→ Text section
ASEAN Must Demand Myanmar Military Reverse Course, But Lacks Political Grip - Rights NGO

MOSCOW (Pakistan Point News / Sputnik - 12th February, 2021) While the leaders of Malaysia and Indonesia are rightly seeking an emergency meeting of the Association of Southeast Asian Nations (ASEAN) over the Myanmar military coup, the bloc is unlikely to go beyond vague statements and demand an end to the power takeover, Human Rights Watch told Sputnik.

Speaking at a joint presser last week, Indonesia's President Joko Widodo and Malaysian Prime Minister Muhyiddin Yassin called for a meeting of ASEAN foreign ministers to discuss the crisis in Myanmar.

"The ASEAN member states should urgently meet and demand that the Myanmar military reverse course ... and restore Aung San Suu Kyi and the National League for Democracy government that the people voted for. However, they are highly unlikely to do anything more than make vague, ambiguous statements of concern because ASEAN is still governed by a rule that prevents any sort of interference in what they term the "internal affairs" of their member states," Phil Robertson, Human Rights Watch deputy Asia director, said.

→ Dataset

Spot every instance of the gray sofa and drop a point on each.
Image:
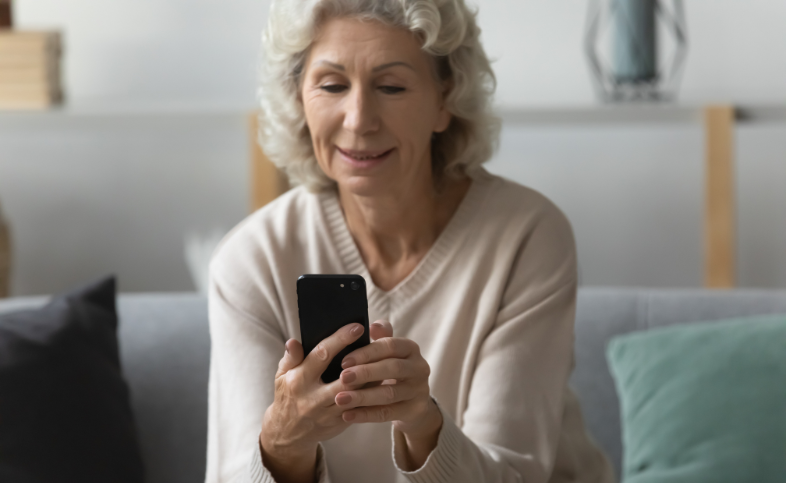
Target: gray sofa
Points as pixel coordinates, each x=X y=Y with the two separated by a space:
x=165 y=349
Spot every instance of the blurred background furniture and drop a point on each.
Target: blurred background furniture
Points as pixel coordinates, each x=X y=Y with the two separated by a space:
x=5 y=256
x=719 y=225
x=165 y=350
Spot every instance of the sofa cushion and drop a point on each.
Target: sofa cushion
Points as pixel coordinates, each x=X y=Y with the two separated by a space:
x=64 y=406
x=703 y=402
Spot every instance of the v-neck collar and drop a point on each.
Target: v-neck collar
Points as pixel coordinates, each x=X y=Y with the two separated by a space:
x=411 y=284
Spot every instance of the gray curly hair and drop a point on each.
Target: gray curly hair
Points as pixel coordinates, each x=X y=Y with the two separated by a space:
x=449 y=34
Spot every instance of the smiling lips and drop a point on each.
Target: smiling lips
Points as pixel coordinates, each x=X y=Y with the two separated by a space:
x=364 y=155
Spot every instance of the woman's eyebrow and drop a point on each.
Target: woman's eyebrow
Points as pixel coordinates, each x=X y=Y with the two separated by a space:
x=330 y=64
x=391 y=64
x=375 y=69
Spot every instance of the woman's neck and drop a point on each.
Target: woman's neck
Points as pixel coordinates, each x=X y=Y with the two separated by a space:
x=395 y=231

→ Brief A
From the article about ASEAN and the Myanmar coup, reproduce the passage from "ASEAN Must Demand" to "Watch told Sputnik.".
→ Brief B
In the article about ASEAN and the Myanmar coup, who called for a meeting of ASEAN foreign ministers at a joint press conference?
→ Brief C
Write the next part of the article about ASEAN and the Myanmar coup, picking up after its final sentence.

→ Output A
ASEAN Must Demand Myanmar Military Reverse Course, But Lacks Political Grip - Rights NGO

MOSCOW (Pakistan Point News / Sputnik - 12th February, 2021) While the leaders of Malaysia and Indonesia are rightly seeking an emergency meeting of the Association of Southeast Asian Nations (ASEAN) over the Myanmar military coup, the bloc is unlikely to go beyond vague statements and demand an end to the power takeover, Human Rights Watch told Sputnik.

→ Output B
Indonesia's President Joko Widodo and Malaysian Prime Minister Muhyiddin Yassin.

→ Output C
According to the rights activist, anti-coup protests across Myanmar will continue, as the previous five decades of the military rule "ran the society and the economy into the ground."

"The Burmese people are not willing to return to that nightmare of military rule because they know the suffering and abuses that path holds for them, so they will use their rights to demand the restoration of the democratic government they overwhelmingly voted for in November," Robertson stated.

He stressed that now it is not the public revolt, but "the military's unfounded, rights violating action" to launch a coup just as the new parliament was about to convene is "the true threat to the stability of the country."

The fact that the takeover took place as Myanmar was to start its vaccination campaign while struggling to fight the pandemic only underscores it, according to the HRW representative.

"If Tatmadaw [militray] commander in chief Sr. Gen. Min Aung Hlaing was serious in concerns about Covid-19, he should have never destabilized the country by mounting a military coup in the first place. There was absolutely zero chance that a military coup to remove a government elected with more than 80% of the vote would be able to function normally. It was pretty much a given fact that protests would follow to resist any sort of military takeover," Robertson added.

On February 1, the Myanmar military seized power hours before the new parliament was due to hold its inaugural session. The nation's de facto leader, Aung San Suu Kyi, was arrested alongside other senior officials, after the military accused her party of rigging the November elections.

Protests have since broke out nationwide to demand that the military restore the civilian government, which had been in power since 2015.